TASK REQUIREMENTS –
1. Reproduce word for word the stretch of the putter-length thread from "# Putter Question" through "ball at address.".
2. Extend the forum thread on putter length, starting right after its final sentence.

DOCUMENT SECTION –
# Putter Question



## HRC99 (Jan 9, 2010)

Bored and fed up by the snow, I picked up a Pathfinder system.  Only got it yesterday but it immediately highlighted that my eyes were not over the ball at address.

The only way I could achieve this was by choking down on my putter which led me to thinking that it might be too long.

How do you determine the appropriate length for your putter?


----------



## bobmac (Jan 9, 2010)

Stand with your eyes over the ball. Let your arms hang down and then bring your hands together. Thats where your putter grip should be.
Most people who haven't been fitted for a putter usually have putters too long for them.

How tall are you?


----------



## HRC99 (Jan 9, 2010)

Stand with your eyes over the ball. Let your arms hang down and then bring your hands together. Thats where your putter grip should be.
Most people who haven't been fitted for a putter usually have putters too long for them.

How tall are you?
		
Click to expand...

That's basically what I did and it would mean taking 1-2 inches off the putter.

I'm 5'9".


----------



## drawboy (Jan 9, 2010)

I do it by bending at the waist to a comfortable address position then letting my arms hang naturally, no bend in the elbows and then take my grip. That is where I cut my putter down to. This (for me)means that I will always grip the putter at the same place on the grip which leads to better consistency in the stroke. I'm 5ft8 and my putter is cut to 31".

GIVEN ENTRIES –
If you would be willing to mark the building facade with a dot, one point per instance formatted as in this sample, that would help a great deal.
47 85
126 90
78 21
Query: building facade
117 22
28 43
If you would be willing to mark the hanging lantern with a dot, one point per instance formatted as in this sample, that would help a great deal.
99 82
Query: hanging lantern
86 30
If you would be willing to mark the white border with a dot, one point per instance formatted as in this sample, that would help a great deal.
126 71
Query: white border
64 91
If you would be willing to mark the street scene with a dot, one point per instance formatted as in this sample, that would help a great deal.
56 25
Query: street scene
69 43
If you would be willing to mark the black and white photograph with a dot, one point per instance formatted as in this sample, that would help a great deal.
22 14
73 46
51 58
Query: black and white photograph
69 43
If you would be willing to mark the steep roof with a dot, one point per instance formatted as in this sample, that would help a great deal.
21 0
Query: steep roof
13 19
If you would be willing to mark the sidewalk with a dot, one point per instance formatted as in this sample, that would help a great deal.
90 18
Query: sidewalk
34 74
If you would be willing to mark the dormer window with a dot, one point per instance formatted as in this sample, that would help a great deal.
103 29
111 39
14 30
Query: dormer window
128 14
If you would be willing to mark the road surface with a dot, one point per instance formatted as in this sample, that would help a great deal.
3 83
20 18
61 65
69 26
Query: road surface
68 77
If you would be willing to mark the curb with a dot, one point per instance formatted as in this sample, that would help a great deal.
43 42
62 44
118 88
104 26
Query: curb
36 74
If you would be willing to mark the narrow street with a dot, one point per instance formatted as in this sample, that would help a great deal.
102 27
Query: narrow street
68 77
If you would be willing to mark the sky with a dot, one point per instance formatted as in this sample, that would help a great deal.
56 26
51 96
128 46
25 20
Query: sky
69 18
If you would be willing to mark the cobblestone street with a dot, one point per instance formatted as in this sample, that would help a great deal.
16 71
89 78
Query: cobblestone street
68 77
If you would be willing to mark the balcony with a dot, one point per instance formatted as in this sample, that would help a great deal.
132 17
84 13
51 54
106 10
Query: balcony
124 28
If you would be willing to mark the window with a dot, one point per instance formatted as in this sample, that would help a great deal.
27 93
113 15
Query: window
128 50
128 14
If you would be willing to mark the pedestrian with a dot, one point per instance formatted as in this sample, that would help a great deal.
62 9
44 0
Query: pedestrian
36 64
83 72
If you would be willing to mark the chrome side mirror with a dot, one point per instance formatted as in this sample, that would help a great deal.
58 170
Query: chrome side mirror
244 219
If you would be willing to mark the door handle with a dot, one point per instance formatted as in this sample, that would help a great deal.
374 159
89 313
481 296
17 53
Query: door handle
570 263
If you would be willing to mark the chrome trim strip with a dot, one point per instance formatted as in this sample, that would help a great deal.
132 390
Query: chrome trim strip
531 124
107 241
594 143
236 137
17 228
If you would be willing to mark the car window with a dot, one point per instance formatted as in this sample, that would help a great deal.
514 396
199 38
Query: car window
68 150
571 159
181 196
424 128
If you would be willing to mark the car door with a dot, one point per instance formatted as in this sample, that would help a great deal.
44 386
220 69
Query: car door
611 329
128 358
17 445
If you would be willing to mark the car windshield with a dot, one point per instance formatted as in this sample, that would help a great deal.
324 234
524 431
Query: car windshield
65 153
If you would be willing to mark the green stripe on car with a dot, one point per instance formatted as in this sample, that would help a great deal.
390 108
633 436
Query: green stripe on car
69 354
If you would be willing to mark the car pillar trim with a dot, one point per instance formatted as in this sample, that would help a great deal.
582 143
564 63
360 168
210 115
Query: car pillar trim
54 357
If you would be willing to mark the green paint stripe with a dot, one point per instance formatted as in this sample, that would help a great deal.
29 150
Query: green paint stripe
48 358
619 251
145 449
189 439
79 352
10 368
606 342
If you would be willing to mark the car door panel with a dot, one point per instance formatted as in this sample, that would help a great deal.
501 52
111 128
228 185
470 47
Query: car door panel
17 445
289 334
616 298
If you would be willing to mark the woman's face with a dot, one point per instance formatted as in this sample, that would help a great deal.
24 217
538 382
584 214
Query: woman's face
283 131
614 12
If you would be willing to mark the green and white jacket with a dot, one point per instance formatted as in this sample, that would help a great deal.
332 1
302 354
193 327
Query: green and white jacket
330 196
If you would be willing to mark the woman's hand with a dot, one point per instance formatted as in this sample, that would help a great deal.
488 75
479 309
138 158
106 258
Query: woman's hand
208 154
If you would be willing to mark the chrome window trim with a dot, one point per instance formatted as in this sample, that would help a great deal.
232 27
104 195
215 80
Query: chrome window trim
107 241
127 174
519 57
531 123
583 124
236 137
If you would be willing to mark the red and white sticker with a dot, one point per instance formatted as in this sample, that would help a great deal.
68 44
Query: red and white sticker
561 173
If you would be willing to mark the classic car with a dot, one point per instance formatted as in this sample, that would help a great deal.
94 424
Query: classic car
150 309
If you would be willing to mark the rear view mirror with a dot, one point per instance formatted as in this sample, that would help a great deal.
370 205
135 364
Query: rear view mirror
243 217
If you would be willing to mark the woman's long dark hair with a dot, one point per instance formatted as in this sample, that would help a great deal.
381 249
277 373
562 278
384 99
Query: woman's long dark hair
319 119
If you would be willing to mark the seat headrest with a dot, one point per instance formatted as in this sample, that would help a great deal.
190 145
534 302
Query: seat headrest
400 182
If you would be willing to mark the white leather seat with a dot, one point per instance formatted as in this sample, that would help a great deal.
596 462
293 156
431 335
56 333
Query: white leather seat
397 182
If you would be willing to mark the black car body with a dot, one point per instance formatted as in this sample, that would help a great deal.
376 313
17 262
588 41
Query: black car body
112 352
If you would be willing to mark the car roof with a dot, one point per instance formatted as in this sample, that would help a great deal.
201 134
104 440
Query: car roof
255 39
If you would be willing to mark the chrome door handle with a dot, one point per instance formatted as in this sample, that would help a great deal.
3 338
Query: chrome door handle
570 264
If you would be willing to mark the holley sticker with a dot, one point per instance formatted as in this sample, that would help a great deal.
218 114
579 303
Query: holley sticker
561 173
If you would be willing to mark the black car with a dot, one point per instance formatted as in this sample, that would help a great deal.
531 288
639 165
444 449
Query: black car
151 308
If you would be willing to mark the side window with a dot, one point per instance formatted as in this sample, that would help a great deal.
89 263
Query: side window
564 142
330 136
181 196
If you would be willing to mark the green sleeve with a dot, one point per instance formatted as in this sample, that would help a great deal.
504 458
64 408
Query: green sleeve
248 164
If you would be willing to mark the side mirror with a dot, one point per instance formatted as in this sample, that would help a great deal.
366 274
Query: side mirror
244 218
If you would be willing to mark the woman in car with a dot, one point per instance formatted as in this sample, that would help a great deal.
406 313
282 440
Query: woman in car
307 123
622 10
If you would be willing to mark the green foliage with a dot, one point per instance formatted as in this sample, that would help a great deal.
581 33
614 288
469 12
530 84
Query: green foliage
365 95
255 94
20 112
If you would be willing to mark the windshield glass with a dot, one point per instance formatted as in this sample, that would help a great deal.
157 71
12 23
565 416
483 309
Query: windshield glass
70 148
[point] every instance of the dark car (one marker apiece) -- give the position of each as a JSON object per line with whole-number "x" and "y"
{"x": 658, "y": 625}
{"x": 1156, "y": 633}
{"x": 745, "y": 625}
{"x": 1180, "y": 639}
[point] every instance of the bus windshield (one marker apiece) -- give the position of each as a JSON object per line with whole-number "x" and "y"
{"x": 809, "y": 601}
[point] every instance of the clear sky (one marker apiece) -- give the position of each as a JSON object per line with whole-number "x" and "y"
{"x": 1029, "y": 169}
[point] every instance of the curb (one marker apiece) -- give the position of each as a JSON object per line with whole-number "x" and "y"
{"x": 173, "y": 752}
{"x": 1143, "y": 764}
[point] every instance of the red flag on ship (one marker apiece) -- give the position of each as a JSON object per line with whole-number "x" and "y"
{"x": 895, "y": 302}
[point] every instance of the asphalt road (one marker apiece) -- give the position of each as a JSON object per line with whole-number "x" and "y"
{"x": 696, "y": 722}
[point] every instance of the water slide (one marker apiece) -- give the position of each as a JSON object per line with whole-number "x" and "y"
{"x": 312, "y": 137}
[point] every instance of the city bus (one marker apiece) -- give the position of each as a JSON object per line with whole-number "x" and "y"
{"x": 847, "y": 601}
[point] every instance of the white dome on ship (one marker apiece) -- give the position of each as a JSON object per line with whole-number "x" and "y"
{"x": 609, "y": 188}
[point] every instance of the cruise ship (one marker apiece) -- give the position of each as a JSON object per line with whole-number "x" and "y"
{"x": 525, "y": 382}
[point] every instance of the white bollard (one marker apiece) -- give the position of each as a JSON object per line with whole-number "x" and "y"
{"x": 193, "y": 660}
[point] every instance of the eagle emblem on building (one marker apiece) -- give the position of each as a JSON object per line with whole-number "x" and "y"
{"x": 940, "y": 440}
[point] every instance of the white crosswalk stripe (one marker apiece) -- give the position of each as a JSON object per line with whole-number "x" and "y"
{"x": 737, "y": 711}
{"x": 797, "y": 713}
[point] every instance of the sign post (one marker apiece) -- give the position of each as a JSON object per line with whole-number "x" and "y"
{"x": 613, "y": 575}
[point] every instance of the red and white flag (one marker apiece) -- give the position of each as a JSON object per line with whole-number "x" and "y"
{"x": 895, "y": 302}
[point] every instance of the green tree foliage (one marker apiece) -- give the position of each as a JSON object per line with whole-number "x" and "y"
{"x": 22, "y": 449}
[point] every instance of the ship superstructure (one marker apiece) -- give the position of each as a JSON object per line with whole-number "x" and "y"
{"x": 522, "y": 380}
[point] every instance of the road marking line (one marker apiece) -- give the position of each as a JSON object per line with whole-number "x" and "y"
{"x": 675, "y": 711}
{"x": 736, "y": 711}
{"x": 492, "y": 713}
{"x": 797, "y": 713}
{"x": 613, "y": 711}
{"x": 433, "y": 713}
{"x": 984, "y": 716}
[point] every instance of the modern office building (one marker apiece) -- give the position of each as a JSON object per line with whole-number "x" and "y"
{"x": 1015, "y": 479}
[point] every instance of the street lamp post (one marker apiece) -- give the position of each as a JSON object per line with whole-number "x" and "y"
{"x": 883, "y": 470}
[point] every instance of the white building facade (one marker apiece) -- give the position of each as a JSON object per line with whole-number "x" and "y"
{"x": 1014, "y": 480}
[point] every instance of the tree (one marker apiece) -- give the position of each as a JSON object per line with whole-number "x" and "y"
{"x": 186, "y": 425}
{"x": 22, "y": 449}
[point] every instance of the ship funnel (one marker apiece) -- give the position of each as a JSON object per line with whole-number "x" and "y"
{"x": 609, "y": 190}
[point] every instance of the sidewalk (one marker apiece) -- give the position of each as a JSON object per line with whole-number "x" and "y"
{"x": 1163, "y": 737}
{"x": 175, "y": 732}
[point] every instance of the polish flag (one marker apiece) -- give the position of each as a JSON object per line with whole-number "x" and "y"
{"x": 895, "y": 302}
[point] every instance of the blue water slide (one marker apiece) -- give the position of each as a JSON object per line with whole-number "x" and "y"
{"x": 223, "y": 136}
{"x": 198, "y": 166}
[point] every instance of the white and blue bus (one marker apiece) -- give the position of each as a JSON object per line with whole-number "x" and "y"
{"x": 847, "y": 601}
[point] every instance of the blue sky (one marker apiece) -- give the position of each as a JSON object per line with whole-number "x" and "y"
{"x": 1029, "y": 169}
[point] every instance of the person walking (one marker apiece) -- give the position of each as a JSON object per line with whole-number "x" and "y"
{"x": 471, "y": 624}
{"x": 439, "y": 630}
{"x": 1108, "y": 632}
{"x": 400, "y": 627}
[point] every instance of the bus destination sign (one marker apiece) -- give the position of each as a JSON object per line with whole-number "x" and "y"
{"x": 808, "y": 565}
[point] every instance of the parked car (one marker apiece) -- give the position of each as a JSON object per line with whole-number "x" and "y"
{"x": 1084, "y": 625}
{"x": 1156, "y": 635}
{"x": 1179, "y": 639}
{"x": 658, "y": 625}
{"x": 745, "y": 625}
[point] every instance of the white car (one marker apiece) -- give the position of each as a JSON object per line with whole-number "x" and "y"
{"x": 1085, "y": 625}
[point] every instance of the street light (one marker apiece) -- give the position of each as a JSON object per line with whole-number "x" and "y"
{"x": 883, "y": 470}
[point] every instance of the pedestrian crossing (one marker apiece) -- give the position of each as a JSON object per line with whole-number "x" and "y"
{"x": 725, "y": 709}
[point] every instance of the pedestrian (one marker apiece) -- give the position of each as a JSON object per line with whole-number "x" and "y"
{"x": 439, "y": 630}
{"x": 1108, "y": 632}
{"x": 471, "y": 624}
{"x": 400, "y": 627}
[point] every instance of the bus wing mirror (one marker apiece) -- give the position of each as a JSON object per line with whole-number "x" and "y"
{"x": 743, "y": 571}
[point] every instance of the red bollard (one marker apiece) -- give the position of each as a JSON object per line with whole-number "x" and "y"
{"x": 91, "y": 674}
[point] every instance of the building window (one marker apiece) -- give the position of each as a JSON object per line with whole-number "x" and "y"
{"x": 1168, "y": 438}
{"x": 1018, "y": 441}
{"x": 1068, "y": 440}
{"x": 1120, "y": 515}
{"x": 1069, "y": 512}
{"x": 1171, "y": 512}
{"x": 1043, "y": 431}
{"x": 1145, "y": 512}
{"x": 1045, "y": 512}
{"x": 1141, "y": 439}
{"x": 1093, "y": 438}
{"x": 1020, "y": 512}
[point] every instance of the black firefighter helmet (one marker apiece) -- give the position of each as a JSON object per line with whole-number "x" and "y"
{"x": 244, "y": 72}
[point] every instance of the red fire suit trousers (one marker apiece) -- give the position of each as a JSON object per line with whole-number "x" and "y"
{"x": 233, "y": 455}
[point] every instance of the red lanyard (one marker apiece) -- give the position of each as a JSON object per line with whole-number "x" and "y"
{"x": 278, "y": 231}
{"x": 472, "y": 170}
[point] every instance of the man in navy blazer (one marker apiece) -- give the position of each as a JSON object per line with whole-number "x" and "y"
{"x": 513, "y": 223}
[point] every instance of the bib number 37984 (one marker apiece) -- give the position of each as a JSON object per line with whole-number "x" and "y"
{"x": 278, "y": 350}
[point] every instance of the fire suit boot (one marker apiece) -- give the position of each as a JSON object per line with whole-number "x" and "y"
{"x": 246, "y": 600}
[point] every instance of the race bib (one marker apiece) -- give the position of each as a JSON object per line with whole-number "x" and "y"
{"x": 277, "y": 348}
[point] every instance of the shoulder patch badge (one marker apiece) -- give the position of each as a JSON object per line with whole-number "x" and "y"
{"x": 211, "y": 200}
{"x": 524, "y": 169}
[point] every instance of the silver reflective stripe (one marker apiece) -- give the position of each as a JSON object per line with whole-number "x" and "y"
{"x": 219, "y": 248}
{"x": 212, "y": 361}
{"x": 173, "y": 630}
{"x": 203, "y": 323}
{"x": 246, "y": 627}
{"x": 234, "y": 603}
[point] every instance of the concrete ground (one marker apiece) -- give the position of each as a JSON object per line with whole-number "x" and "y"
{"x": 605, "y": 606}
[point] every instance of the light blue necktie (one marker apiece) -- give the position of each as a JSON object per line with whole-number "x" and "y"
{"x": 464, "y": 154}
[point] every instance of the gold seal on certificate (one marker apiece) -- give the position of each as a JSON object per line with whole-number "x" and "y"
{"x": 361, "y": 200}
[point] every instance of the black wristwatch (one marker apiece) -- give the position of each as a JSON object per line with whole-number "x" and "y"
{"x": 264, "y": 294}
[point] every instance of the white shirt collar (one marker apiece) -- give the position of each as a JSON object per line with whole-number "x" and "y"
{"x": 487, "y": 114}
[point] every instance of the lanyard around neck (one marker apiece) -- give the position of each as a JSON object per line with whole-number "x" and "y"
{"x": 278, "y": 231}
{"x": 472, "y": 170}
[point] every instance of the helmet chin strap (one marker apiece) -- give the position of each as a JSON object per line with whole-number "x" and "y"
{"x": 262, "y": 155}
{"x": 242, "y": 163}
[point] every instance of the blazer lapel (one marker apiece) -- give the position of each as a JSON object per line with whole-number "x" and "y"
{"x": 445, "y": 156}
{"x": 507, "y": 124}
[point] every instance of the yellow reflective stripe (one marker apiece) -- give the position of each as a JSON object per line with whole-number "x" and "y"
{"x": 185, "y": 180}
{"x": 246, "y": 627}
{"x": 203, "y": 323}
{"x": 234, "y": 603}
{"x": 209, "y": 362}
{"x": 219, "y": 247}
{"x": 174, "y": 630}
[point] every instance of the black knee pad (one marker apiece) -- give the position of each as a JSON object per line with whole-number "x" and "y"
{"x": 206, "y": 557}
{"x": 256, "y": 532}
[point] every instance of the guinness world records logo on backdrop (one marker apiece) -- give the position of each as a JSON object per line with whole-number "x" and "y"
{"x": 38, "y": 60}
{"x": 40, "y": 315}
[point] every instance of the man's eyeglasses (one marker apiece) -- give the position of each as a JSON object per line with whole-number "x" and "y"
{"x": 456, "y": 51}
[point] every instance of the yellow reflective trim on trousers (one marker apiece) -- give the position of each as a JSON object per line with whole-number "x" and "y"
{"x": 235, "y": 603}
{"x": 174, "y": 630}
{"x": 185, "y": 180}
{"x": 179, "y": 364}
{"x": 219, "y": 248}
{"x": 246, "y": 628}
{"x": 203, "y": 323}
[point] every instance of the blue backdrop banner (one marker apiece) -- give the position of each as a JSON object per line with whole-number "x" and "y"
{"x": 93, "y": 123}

EXERCISE RESULTS –
1.
# Putter Question



## HRC99 (Jan 9, 2010)

Bored and fed up by the snow, I picked up a Pathfinder system.  Only got it yesterday but it immediately highlighted that my eyes were not over the ball at address.

2.
----------



## bobmac (Jan 9, 2010)

Stand with your eyes over the ball. Let your arms hang down and then bring your hands together. Thats where your putter grip should be.
Most people who haven't been fitted for a putter usually have putters too long for them.

How tall are you?
		
Click to expand...

That's basically what I did and it would mean taking 1-2 inches off the putter.

I'm 5'9".
		
Click to expand...

Take your putter to your local pro and ask his opinion. 
If he agrees it's too long, he'll be able to shorten it for you in about 10 minutes at the cost of no more than Â£3-Â£5. I'm sure he'll be pleased of your company.


----------



## HRC99 (Jan 9, 2010)

Take your putter to your local pro and ask his opinion. 
If he agrees it's too long, he'll be able to shorten it for you in about 10 minutes at the cost of no more than Â£3-Â£5. I'm sure he'll be pleased of your company.  

Click to expand...

I popped up yesterday to get a couple of wedges regripped.  He did seem a bit lonely!

I've measured my putter and the shaft is 33" which I reckon is too long.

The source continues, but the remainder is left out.